● TEXTAUSZUG
┌────────

Diese Episode von "Game of Thrones" hätte auch "Sag' zum Abschied leise Servus" heißen können: Während der Nachtkönig gegen Winterfell marschiert, lassen unsere Lieblingscharaktere die guten, alten Zeiten Revue passieren, schwelgen ein letztes Mal in Erinnerungen – und bereiten sich auf ihren Tod vor. Eine fast schon besinnliche Folge, die uns Zeit zum Durchatmen gibt – bevor nächste Woche unweigerlich das große Sterben beginnt.
- Das eisige Zentrum der Welt
- Ser Brienne von Tarth
- Daenerys: Die Mutter des Zoffs
- Wer wird angesichts des Todes nachtragend sein?
- Aryas erstes (und letztes ?) Mal
- Fazit
- Noch ein paar lose Gedanken...
Zugegeben, wer darauf gehofft hat, dass die Story um den (vermeintlichen) Weltuntergang durch den Nachtkönig und seine eisige Zombiebande mit der zweiten Folge endlich an Fahrt aufnimmt, war wohl auch diese Woche wieder enttäuscht. Obwohl die achte und letzte Staffel von "Game of Thrones" nur sechs Episoden hat, lassen sich die Macher ganz schön Zeit, die Anspannung vor dem großen Endkampf ins schier Unerträgliche zu steigern. Heißt: Während die Weißen Wanderer unaufhaltsam näher rücken, zeigen sich unsere letzten verbleibenden Protagonisten von ihrer menschlichen Seite und sinnieren über ihr baldiges Ende nach.

└────────

● AUFGABENSTELLUNG
**1.** Ändere in der Besprechung zu „Game of Thrones“ alles von „- Das eisige“ bis hinunter zu „paar lose Gedanken...“, indem du „Daenerys“ durch „Cersei“ ersetzt.
**2.** Übersetze aus der Besprechung zu „Game of Thrones“ den folgenden Satz ins Englische: „Eine fast schon besinnliche Folge, die uns Zeit zum Durchatmen gibt – bevor nächste Woche unweigerlich das große Sterben beginnt.“

● DATENAUSZUG
┌────────

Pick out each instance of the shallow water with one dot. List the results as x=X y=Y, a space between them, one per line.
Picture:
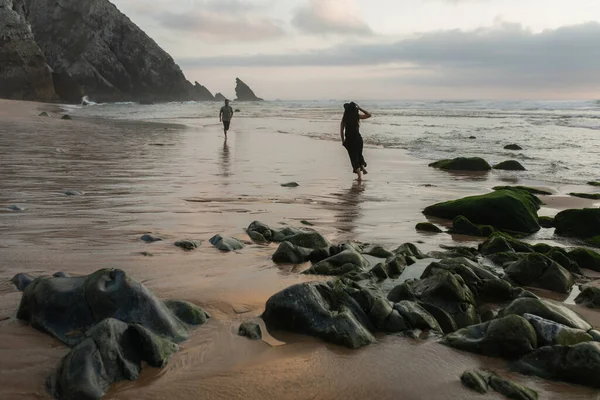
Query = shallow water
x=182 y=181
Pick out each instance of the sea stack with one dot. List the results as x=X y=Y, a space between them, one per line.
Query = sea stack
x=243 y=92
x=24 y=73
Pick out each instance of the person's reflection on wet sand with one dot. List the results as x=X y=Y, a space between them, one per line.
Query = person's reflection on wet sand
x=349 y=208
x=225 y=162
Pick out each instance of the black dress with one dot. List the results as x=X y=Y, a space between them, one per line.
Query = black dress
x=354 y=144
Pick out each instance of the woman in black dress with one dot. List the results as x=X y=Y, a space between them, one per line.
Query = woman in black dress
x=351 y=138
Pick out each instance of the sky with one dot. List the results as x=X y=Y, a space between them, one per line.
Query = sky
x=382 y=49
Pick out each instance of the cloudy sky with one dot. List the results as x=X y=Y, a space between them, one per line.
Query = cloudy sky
x=382 y=49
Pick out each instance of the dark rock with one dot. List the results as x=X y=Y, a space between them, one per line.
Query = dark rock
x=187 y=244
x=462 y=164
x=427 y=227
x=592 y=196
x=463 y=226
x=340 y=264
x=320 y=310
x=288 y=253
x=512 y=147
x=583 y=223
x=502 y=209
x=290 y=184
x=509 y=337
x=67 y=308
x=109 y=352
x=243 y=92
x=589 y=296
x=150 y=238
x=187 y=312
x=540 y=271
x=551 y=333
x=510 y=165
x=577 y=364
x=546 y=310
x=24 y=73
x=546 y=222
x=250 y=330
x=21 y=281
x=586 y=258
x=225 y=243
x=523 y=188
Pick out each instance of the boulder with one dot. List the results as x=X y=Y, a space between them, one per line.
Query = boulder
x=510 y=337
x=512 y=147
x=540 y=271
x=288 y=253
x=583 y=223
x=24 y=73
x=462 y=164
x=502 y=209
x=321 y=310
x=523 y=188
x=187 y=244
x=250 y=330
x=578 y=364
x=586 y=258
x=225 y=243
x=551 y=333
x=427 y=227
x=546 y=310
x=463 y=226
x=109 y=352
x=589 y=296
x=243 y=92
x=510 y=165
x=340 y=264
x=67 y=307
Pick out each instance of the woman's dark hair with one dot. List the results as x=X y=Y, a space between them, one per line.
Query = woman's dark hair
x=351 y=118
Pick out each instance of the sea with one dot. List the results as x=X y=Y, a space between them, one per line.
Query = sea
x=560 y=139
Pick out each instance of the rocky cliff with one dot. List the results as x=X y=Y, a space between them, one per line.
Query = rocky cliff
x=24 y=73
x=243 y=92
x=92 y=48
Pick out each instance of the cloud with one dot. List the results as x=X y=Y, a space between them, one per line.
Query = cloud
x=506 y=54
x=330 y=17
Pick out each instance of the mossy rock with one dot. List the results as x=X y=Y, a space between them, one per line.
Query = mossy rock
x=502 y=209
x=513 y=147
x=592 y=196
x=523 y=188
x=510 y=165
x=586 y=258
x=463 y=164
x=427 y=227
x=581 y=223
x=546 y=222
x=463 y=226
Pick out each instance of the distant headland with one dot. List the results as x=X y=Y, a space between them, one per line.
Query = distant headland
x=62 y=52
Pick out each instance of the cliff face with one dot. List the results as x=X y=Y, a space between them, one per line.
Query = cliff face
x=97 y=51
x=243 y=92
x=24 y=74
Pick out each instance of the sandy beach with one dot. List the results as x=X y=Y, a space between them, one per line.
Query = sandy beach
x=130 y=178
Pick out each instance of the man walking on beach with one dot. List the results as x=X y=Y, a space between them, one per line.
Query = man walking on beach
x=225 y=116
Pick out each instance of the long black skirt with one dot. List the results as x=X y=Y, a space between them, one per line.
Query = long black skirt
x=354 y=145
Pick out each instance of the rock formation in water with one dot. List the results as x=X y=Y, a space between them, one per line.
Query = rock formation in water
x=243 y=92
x=24 y=73
x=92 y=49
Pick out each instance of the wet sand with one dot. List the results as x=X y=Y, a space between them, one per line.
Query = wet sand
x=177 y=182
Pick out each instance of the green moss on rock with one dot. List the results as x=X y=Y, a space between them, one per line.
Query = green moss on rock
x=502 y=209
x=463 y=164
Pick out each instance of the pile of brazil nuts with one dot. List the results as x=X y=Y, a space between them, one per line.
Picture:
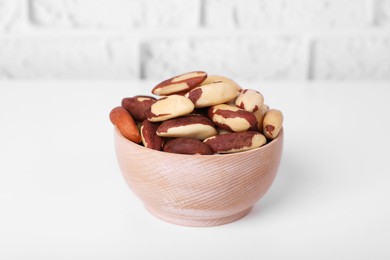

└────────

● ENDGÜLTIGE ANTWORTEN
**1.**
- Das eisige Zentrum der Welt
- Ser Brienne von Tarth
- Cersei: Die Mutter des Zoffs
- Wer wird angesichts des Todes nachtragend sein?
- Aryas erstes (und letztes ?) Mal
- Fazit
- Noch ein paar lose Gedanken...

**2.** An almost contemplative episode that gives us time to catch our breath – before the great dying inevitably begins next week.